If it's not too much to ask the universe, I want a husband — not a boyfriend, not a lover, not even a glorious psychedelic one-night fling — but a wedding band and the Vera Wang gown of my dreams. Can my future happiness await on fate? What about lesson number one that I have read all about : If you can't learn from your past, how can you expect to move forward?

Just how far am I prepared to go to fulfill the legacy of knight in shinning armour. My mass
laundry list for what befits a gallant knight who will win my love. Prince charming are a dying breed. They also no longer come in handsome white stallions but now ride in shinny metallic BMWs.

Last night after I shared my fears of having to spend eternity alone with the astronomist, he neighed so loudly on the other side of the phone I almost fell of my bed. He felt my rational sometimes was in such incongruity to my intelligence and is beginning to doubt the validity of my law degree. How can an elite educated girl like me be disquietude over finding an eligible bachelor and trying to control something as abstruse as fate, he asked. Its like playing God, he added. It's lucid at this stage of life to get fervent over when your life partner is going to arrive...is he just late or is he never arriving, I retaliated.

His reply was simply, enjoy life now, single or attach - there are always rays of sunlight to catch even in the darkest part of the wood, like your lavender fields. His honest voice lent credence to my modern riff that the grass is greener on the other side of the fence.

= = =

**Objective A**. Pull out each line in the rows below that contains the word "flower".
**Objective B**. Carry on the piece above about wanting a husband, starting where it stops.

= = =

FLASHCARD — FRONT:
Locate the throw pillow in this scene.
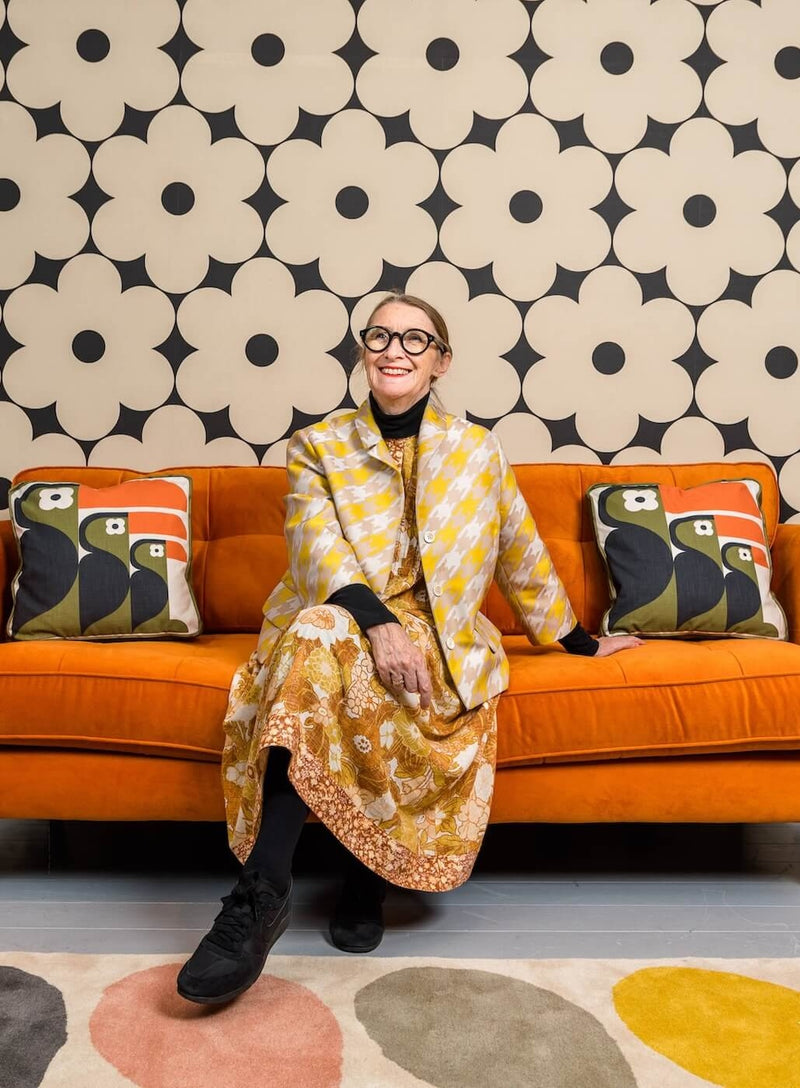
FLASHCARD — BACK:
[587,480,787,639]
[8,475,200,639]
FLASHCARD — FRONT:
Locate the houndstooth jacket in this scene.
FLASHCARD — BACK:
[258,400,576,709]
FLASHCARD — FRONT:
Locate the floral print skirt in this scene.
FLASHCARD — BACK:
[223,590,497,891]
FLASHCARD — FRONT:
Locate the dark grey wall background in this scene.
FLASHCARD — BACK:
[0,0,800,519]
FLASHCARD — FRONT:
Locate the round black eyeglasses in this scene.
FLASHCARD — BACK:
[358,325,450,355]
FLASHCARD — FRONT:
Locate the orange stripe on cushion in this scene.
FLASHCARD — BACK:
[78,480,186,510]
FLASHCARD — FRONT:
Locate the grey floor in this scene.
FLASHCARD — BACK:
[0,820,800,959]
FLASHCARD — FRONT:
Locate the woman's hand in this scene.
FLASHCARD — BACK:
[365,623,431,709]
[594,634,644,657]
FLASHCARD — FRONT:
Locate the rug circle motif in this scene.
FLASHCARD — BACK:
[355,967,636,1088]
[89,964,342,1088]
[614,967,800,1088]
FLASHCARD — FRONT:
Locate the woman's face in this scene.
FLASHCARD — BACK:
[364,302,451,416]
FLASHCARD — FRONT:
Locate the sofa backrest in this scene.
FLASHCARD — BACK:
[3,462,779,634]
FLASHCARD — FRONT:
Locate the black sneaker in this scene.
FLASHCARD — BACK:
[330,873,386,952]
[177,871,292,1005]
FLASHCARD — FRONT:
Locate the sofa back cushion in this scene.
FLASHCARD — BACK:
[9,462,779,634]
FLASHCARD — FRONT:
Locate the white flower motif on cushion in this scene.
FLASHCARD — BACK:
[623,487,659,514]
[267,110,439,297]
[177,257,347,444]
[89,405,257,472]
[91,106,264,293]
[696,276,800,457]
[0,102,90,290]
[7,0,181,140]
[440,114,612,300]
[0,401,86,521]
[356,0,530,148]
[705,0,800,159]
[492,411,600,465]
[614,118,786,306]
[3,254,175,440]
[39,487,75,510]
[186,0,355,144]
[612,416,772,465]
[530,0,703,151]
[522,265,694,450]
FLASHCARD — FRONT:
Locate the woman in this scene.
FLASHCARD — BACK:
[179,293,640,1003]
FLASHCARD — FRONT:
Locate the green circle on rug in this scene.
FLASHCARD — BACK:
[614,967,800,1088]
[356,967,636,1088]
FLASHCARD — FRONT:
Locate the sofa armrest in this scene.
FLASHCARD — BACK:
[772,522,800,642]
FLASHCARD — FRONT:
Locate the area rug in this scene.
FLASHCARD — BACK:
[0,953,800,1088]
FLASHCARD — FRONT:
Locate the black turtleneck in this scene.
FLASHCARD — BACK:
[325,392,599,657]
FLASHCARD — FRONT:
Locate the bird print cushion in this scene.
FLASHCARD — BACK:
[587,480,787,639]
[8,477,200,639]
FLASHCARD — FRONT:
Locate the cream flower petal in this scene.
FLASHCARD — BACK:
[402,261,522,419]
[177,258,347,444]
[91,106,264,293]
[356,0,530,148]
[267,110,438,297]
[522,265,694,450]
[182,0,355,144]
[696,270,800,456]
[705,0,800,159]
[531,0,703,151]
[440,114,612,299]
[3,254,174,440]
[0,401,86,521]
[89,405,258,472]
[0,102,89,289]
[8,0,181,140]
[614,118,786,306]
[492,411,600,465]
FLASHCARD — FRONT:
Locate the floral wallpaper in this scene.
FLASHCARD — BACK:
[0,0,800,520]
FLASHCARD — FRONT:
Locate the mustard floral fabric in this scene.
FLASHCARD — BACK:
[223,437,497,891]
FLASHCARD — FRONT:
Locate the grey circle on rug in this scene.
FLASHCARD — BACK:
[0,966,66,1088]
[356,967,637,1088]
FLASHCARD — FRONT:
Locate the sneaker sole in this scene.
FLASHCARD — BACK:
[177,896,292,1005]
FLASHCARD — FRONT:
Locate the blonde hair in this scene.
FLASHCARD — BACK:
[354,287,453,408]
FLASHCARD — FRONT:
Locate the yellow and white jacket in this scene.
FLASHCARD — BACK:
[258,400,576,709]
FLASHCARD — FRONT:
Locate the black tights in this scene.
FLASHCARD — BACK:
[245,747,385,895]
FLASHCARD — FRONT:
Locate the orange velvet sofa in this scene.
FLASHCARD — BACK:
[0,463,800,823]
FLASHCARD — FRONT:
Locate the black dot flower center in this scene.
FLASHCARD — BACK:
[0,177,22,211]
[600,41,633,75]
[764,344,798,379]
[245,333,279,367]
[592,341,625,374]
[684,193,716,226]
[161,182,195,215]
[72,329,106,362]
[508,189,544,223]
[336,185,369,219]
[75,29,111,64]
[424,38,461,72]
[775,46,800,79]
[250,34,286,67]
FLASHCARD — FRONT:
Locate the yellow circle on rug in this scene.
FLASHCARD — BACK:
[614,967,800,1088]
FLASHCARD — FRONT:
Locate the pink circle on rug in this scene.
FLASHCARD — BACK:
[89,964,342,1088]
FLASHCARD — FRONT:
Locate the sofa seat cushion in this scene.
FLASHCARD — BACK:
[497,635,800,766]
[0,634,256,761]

= = =

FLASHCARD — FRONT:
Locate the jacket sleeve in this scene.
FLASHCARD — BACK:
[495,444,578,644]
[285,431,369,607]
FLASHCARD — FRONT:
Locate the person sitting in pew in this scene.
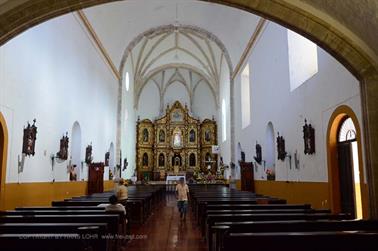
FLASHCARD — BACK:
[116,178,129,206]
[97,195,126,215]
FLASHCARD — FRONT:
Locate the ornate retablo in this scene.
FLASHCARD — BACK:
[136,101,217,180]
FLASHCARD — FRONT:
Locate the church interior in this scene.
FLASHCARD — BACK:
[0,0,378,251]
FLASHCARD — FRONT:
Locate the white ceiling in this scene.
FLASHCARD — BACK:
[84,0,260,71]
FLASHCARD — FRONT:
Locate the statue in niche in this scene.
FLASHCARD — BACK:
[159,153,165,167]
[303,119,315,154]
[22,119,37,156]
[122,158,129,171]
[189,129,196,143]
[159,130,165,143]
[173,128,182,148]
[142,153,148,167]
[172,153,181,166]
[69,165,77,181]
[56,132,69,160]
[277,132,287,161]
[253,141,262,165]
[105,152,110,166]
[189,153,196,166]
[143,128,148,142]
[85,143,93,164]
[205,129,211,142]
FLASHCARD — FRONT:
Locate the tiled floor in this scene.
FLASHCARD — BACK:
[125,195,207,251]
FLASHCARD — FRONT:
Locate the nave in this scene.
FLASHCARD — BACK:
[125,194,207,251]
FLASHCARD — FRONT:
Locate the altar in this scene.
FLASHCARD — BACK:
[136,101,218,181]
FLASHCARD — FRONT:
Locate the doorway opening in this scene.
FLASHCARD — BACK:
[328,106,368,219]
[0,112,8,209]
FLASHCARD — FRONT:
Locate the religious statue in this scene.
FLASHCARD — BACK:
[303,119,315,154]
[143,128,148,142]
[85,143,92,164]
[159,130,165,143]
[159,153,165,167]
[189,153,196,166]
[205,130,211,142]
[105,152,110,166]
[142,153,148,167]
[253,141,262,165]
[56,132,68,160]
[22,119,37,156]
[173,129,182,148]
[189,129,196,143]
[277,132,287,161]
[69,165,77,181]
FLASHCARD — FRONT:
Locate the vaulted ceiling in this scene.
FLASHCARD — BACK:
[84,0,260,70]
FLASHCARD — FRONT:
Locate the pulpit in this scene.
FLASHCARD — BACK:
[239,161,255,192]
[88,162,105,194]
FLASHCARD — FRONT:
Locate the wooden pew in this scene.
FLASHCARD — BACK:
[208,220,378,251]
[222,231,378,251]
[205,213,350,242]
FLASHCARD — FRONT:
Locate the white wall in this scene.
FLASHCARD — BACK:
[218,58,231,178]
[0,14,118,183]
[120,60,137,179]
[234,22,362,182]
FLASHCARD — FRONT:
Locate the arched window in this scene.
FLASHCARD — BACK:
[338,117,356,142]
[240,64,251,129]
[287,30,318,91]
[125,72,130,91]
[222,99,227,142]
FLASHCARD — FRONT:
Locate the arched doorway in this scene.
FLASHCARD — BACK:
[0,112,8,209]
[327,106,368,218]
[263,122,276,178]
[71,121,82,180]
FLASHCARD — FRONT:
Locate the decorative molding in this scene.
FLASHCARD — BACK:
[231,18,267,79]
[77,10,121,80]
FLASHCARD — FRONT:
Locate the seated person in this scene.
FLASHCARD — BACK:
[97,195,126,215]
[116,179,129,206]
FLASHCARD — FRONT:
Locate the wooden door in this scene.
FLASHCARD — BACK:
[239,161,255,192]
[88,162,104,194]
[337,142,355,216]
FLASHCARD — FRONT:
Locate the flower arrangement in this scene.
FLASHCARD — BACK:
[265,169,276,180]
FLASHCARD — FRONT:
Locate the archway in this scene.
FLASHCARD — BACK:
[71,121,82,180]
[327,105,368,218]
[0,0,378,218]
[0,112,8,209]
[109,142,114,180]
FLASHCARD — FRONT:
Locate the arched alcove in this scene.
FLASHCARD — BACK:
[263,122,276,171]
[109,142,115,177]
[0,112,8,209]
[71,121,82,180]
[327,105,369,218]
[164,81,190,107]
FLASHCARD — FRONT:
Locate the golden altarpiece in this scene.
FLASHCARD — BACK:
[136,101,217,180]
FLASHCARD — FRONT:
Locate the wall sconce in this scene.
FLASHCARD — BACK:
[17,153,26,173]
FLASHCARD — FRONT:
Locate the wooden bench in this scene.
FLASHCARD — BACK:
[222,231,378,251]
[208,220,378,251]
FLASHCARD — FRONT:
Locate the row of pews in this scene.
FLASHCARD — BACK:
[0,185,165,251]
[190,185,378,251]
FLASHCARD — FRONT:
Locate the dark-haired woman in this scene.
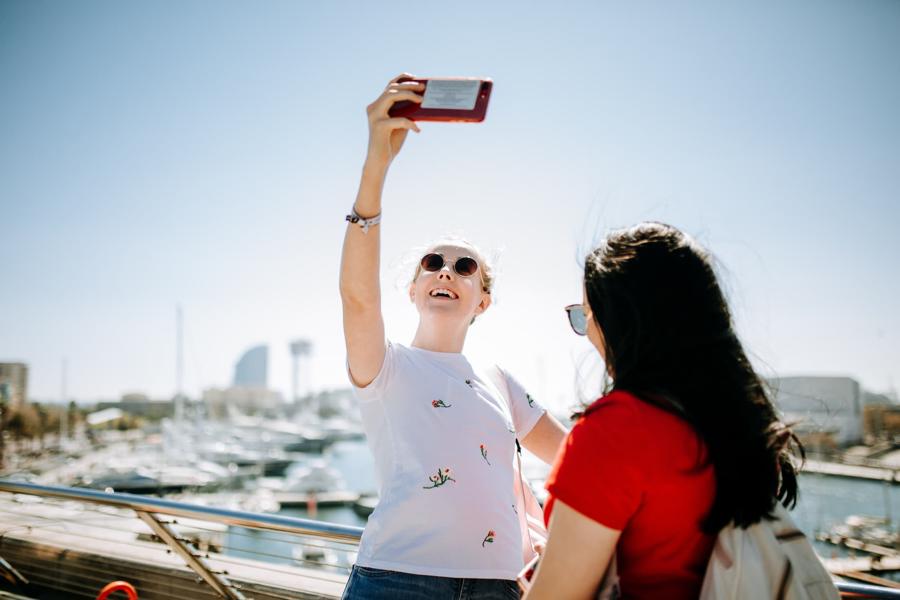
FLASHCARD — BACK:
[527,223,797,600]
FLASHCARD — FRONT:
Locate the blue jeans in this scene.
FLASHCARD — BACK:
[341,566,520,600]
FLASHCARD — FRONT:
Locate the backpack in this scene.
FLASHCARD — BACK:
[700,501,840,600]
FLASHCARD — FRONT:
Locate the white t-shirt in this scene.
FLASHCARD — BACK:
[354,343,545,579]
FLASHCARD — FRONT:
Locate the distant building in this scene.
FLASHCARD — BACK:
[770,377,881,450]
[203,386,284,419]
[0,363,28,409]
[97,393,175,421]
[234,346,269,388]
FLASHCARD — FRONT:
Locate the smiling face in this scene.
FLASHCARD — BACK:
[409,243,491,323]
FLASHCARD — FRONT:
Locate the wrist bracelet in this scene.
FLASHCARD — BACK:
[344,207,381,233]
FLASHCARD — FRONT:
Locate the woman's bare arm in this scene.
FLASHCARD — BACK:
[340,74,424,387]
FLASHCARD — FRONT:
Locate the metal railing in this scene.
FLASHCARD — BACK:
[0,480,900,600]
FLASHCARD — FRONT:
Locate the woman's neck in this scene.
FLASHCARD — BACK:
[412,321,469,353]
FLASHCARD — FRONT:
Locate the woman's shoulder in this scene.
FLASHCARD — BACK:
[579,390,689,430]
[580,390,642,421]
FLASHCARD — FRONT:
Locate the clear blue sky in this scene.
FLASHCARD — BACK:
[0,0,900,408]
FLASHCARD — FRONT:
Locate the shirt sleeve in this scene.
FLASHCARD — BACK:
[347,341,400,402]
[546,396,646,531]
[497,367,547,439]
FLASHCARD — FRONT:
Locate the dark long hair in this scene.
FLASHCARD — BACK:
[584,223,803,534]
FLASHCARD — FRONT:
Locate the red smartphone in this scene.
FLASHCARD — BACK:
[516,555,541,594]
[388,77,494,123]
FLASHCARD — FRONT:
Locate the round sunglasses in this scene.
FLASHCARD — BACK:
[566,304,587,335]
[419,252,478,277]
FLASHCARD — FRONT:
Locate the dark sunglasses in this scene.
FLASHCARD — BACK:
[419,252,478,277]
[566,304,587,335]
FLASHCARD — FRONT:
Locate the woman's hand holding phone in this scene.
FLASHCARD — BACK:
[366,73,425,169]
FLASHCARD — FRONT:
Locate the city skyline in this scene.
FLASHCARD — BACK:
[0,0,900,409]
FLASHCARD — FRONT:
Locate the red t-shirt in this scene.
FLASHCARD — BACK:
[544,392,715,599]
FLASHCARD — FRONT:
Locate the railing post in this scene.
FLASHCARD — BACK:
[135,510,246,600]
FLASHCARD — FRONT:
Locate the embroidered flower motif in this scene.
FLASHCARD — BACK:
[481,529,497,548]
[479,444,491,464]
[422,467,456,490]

= = =

**Written reply A**.
Locate the white flower motif on cushion in this scene.
Locate the cream flower petal in this scene.
Locate the black dot flower center in this scene.
Locate the flower arrangement in this scene.
Locate the embroidered flower motif in this scene.

**Written reply B**.
At this moment, I hear wedding bells chiming and church Organs playing. I am treading the fuzzy lines and enjoying the honey in the milk (honey being joy and happiness and milk being life's essential), self-interest, self-preservation, contentment and passion, I am honestly aching to look at love as the sum of our choices as opposed to finding the right one. We choose the one our soul fits with and the one our soul colour matches. Not by a big bang kaboom of stars aligning but rather by careful selection. Like groceries shopping. The food that satisfy our taste buds, the washing liquid that is most fragant to our senses and the toilet rolls which are softest to our skin.

The astronomist begs to differ. He said, "at life's big fork, we either turn left or turn right. In finding love, you cannot be clouded by notions of old romantic relationship and there is no right or left to take. You hardly use your common sense. You wait. For that big lightning bolt. We leave our ideology of love to ambuigity and compromise and when that someone finally comes along, love her as your chosen one and love the one you are with."
I could fell the heat on my cheeks as I blush pridefully. I am his chosen oneeeeee...ahhh..

Its no denial that I do not fully subscribe to the astronomist's school of thoughts. However, more often than not, he is right. His astounding philosophical view of life and love are the very reasons why he is that man who holds me in a special place in his heart. I don't need a man, I just need an astronomist who will read the Northern Stars and lead me straight to his warm embrace and to the one I choose to love.

p/s: thank you, A , for loving me amongst my silly agonies.